**TASK PROMPT:** Return every one of the following records verbatim, with no changes to any line.

**RECORDS PROVIDED:**
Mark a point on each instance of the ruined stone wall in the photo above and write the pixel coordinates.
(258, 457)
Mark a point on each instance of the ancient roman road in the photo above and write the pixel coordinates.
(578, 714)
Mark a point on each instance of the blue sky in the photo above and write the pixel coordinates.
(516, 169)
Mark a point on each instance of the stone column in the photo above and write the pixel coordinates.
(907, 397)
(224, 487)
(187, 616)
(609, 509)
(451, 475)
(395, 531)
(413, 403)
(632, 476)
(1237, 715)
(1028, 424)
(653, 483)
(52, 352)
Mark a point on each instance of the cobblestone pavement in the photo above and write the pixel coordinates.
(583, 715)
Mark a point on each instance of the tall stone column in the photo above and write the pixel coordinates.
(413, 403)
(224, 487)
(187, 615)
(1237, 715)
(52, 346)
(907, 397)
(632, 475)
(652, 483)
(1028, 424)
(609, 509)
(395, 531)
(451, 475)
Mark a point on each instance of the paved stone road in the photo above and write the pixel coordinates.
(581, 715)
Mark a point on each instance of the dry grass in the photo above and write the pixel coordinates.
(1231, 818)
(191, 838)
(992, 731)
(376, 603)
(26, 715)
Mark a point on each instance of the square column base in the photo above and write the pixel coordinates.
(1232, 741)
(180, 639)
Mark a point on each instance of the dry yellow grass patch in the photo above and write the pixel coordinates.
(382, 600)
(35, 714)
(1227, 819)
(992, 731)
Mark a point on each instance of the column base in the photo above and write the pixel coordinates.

**ANSWER TO THE PROBLEM:**
Mark a point on each instance of the ruined stone wall in the photo above and write the pixel coordinates.
(258, 457)
Mark a point on each instance of the ancient roman road in the photo above and write the pixel coordinates.
(578, 714)
Mark a point on each instance of the blue sky in the photo above and write the pixel coordinates.
(516, 169)
Mark a point on each instance of the stone column in the photo above and write the pixel coordinates.
(907, 397)
(224, 487)
(187, 616)
(609, 509)
(451, 475)
(395, 531)
(413, 403)
(632, 476)
(1237, 715)
(1028, 424)
(653, 483)
(52, 352)
Mark a point on each instance of the cobblestone pavement in the photo above and write the pixel coordinates.
(583, 715)
Mark a point on each instance of the tall stone column in the photo above and write the pixel coordinates.
(413, 403)
(224, 487)
(187, 615)
(1237, 715)
(52, 346)
(907, 397)
(632, 475)
(652, 483)
(1028, 424)
(609, 509)
(395, 531)
(451, 475)
Mark a point on each instance of the paved stone road in the photo above and write the pixel coordinates.
(581, 715)
Mark a point on each instance of the dry grass in the photo above and write the pixel coordinates.
(1231, 818)
(191, 838)
(992, 731)
(376, 603)
(26, 715)
Mark a point on each instance of the square column base in the photo above and write the pixel coordinates.
(1232, 741)
(180, 639)
Mark a point on each instance of the dry yellow grass patch in the photo above and write the pixel coordinates.
(382, 600)
(35, 714)
(1227, 819)
(992, 731)
Mark a point on each instance of the column base in the photo above and write the pixel coordinates.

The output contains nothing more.